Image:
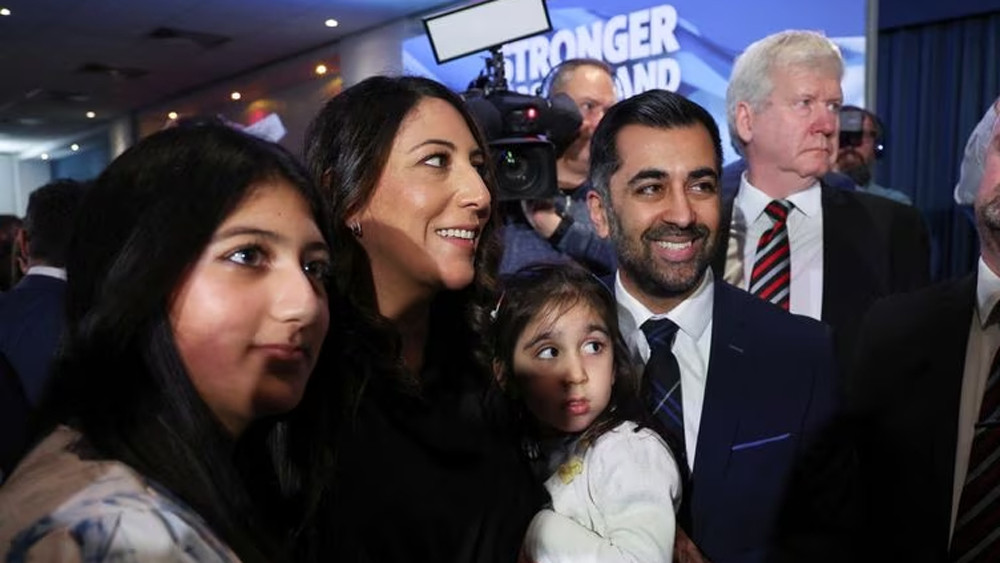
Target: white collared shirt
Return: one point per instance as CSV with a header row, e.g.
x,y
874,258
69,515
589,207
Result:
x,y
983,344
805,240
692,346
49,271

## PROBLEM DETAILS
Copy out the data above line for line, with no changes, and leave out the picture.

## FINISHED TASK
Image:
Target: white collared shirt
Return: one point per instance as CSV with a header row, e.g.
x,y
874,258
69,515
589,207
Result:
x,y
983,344
805,240
692,346
49,271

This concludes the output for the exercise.